┌────────
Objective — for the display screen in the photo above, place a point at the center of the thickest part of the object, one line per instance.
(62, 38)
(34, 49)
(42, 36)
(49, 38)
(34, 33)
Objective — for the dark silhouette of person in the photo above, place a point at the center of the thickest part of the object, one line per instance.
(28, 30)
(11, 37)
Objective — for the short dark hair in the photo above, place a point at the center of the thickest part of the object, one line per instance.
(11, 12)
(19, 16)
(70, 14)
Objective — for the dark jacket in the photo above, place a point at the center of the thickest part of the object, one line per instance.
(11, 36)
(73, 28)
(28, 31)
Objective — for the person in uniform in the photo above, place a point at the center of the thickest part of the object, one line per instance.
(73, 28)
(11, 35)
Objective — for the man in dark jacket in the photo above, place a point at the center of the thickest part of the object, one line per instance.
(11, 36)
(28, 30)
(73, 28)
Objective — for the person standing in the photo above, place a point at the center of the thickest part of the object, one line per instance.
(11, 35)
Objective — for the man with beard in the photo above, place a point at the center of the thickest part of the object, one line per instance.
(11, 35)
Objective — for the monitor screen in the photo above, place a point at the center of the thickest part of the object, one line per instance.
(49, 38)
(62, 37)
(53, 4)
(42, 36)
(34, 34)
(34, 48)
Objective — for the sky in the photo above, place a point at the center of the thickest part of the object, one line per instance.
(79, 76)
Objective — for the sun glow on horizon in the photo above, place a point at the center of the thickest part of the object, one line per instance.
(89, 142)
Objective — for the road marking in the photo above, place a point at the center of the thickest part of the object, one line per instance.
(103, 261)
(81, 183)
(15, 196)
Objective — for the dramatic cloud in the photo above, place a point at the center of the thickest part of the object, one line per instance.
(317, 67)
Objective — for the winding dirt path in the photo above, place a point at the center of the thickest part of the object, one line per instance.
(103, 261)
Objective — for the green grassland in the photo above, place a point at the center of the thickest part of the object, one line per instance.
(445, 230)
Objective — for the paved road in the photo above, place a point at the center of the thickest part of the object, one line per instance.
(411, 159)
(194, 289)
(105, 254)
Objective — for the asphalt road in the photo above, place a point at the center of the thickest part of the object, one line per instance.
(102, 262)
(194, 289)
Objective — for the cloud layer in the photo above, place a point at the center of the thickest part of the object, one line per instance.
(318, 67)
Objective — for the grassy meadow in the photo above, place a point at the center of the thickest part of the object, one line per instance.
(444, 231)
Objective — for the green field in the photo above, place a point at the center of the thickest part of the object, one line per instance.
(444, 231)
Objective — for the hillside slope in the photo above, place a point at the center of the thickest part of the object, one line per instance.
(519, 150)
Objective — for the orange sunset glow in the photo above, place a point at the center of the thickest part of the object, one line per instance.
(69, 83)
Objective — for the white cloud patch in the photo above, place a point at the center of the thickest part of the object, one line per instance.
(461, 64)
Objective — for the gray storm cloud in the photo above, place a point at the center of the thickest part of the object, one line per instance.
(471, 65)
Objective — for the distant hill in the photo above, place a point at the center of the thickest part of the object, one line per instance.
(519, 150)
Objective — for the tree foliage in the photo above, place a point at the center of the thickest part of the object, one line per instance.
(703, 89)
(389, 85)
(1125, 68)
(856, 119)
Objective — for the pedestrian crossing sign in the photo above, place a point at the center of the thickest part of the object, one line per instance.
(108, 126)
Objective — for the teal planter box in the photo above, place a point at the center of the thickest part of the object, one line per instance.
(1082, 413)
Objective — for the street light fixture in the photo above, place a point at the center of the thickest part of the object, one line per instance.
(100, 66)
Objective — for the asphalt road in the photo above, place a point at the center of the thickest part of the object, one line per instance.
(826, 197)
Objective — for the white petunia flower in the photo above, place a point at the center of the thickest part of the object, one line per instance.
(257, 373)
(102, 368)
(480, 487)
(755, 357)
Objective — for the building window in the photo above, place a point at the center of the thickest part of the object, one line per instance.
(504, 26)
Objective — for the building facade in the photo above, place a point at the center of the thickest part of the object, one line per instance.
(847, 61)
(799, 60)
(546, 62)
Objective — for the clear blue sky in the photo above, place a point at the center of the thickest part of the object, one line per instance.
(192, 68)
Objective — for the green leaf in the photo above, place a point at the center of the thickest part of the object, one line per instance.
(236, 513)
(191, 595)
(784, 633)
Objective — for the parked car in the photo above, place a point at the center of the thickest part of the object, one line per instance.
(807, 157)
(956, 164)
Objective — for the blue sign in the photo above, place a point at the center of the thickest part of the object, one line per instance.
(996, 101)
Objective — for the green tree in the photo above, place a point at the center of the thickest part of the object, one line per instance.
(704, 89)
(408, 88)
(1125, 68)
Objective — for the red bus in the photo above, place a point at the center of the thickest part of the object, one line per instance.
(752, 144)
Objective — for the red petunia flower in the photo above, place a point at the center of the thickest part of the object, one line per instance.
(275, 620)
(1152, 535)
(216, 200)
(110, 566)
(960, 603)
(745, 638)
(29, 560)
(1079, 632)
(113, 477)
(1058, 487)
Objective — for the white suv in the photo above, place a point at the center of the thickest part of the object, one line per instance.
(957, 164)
└────────
§ **Written task**
Write out, word for word, the entries from the line containing "Objective — for the building facade" through the end of the entries, including both ends.

§ **Task solution**
Objective — for the building facade in the photo above, place a point at the center of the thickest part of the object, one line per instance.
(847, 61)
(799, 60)
(546, 62)
Objective — for the clear blue sky in the photo above, place a point at the center of the thickest part of the object, one line per instance.
(192, 68)
Objective — for the green leaf in the photo above, place a point at the center of the thickest part of the object, one line per instance.
(236, 513)
(191, 595)
(784, 633)
Objective — for the parked car in the photo above, place a point at the center of the thickest part of the object, one line per instance.
(807, 157)
(956, 164)
Objective — for the blue sign in the photo above, place a point at the center of the thickest part of the object, one line per instance.
(996, 101)
Objective — for the green tree in the photo above, place a point at the center of the thickest part of the object, one line per instance.
(704, 89)
(408, 88)
(1125, 68)
Objective — for the red bus in the photo above, place a point at the center of the thickest part of the object, one line per instance.
(752, 144)
Objective — for the red petunia flower in the photo above, place a point at the center of the thickest part of the object, one line per instance.
(275, 620)
(1152, 535)
(216, 200)
(110, 566)
(960, 603)
(745, 638)
(29, 560)
(1079, 632)
(113, 477)
(1058, 487)
Objective — for the white suv in the photo above, place a point at the center of the thickest part of the object, one line per instance.
(957, 164)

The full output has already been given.